Texte de la page:

--

Publié le 26 Nov 2020 - 00:12
EMIGRATION CLANDESTINE - DRAMES EN MER

Le gouvernement se dédouane

 

Face à la presse, hier, le gouvernement du Sénégal a plaidé pour une analyse holistique des causes de l’émigration clandestine. Les ministres soumis à ce premier exercice du ‘’Gouvernement face à la presse’’ ont refusé d’endosser seuls la responsabilité de ces départs massifs pour l’Europe. Ils soutiennent que plusieurs efforts ont été faits en faveur de l’épanouissement de la jeunesse sénégalaise.  

 

‘’L’objectif du gouvernement n’est pas de dénombrer des morts, mais plutôt de chercher des solutions contre l’émigration clandestine’’. Par cette déclaration, le ministre de l’Intérieur a été on ne peut plus clair et répond sans ambiguïté à l’une des doléances du collectif 480.

Selon Antoine Félix Diome, face à un phénomène clandestin, il est difficile d’avoir des chiffres exacts. Ainsi, la priorité, pour le gouvernement, est de renforcer la sécurité coordonnée en mer pour empêcher ces voyages. A en croire l’autorité, c’est le cas depuis plusieurs années avec la police espagnole.

Au chapitre de ces drames en mer, s’est ajouté un accord de pêche entre le Sénégal et l’Union européenne qui alimente encore la polémique. Pendant cinq ans, les navires de cette partie du monde auront droit à environ 10 000 tonnes de thon et 1 750 tonnes de merlu dans les eaux sénégalaises. Pour les acteurs, c’est une mort programmée d’un secteur déjà essoufflé qui va, en outre, accentuer les départs irréguliers pour l’Europe.

--

Données:

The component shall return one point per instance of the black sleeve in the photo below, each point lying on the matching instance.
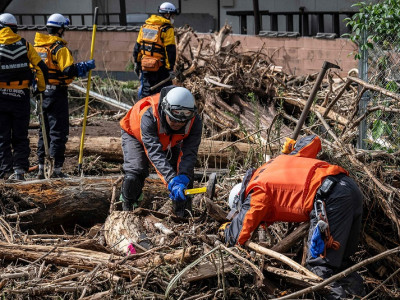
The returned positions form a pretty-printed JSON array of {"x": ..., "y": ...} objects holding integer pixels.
[
  {"x": 45, "y": 70},
  {"x": 136, "y": 51},
  {"x": 171, "y": 52},
  {"x": 190, "y": 147}
]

--

Consignes:
1. Modifiez l'article sur l'émigration clandestine : recopiez le passage compris entre « Selon Antoine Félix » et « la police espagnole. », inclus, en y remplaçant « la police espagnole » par « la garde côtière espagnole ».
2. Relevez toutes les quantités chiffrées que donne le dernier paragraphe de l'article sur l'émigration clandestine.
3. D'après l'article sur l'émigration clandestine, quel est l'objectif du gouvernement selon le ministre de l'Intérieur ?

Réponses:
1.
Selon Antoine Félix Diome, face à un phénomène clandestin, il est difficile d’avoir des chiffres exacts. Ainsi, la priorité, pour le gouvernement, est de renforcer la sécurité coordonnée en mer pour empêcher ces voyages. A en croire l’autorité, c’est le cas depuis plusieurs années avec la garde côtière espagnole.

2. cinq ans ; environ 10 000 tonnes de thon ; 1 750 tonnes de merlu

3. Chercher des solutions contre l'émigration clandestine, et non dénombrer des morts.